» TASK GOAL: Taking the line that contains "Target: shredded lettuce" as the first, copy exactly every line through the last line of the records, and nothing else.
::: DATASET EXCERPTS
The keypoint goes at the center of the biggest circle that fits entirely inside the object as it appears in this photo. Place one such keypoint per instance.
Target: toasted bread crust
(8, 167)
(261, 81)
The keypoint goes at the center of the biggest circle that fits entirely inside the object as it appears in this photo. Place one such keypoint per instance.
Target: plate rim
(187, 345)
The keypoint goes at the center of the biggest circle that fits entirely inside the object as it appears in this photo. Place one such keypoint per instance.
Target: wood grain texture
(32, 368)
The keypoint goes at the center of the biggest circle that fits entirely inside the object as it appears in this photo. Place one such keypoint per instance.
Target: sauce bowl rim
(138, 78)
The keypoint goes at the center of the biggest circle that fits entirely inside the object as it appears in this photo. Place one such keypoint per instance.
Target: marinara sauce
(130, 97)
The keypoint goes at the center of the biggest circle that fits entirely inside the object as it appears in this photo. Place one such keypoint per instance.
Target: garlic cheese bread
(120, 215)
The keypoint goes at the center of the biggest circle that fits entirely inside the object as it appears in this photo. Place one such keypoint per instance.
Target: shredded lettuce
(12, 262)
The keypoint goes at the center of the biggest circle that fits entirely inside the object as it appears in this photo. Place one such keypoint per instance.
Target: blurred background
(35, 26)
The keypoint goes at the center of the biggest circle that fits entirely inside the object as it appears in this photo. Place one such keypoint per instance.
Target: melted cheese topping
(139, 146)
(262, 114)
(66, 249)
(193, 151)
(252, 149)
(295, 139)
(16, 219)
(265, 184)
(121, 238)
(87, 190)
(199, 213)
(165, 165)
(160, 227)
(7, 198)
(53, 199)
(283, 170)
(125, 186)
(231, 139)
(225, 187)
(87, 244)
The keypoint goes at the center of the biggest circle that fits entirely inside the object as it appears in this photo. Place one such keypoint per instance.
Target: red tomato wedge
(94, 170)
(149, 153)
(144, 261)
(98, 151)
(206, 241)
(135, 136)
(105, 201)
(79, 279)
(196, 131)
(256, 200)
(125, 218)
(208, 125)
::::::
» RESPONSE TO THIS EXERCISE:
Target: shredded lettuce
(12, 262)
The keypoint goes at the center of the biggest circle that fits entirely inside the object as it appears in this photo. Place one such keypoint per instance.
Target: blurred background
(35, 26)
The keypoint goes at the center of the biggest circle that fits entirely inside the object as it appears in this photo. Place one such keypoint per instance.
Target: melted cheese topping
(139, 146)
(262, 114)
(66, 249)
(193, 151)
(252, 149)
(295, 139)
(16, 219)
(265, 184)
(121, 238)
(87, 190)
(199, 213)
(165, 165)
(160, 227)
(7, 198)
(53, 199)
(283, 170)
(125, 186)
(231, 139)
(225, 187)
(87, 244)
The keypoint goes at the center of the biggest circle that fits entirely inside the object as it appears in this photo. Place one such keypoint per instance.
Target: red tomato wedge
(94, 170)
(149, 153)
(144, 261)
(98, 151)
(206, 241)
(135, 136)
(105, 201)
(79, 279)
(196, 131)
(256, 200)
(125, 218)
(208, 125)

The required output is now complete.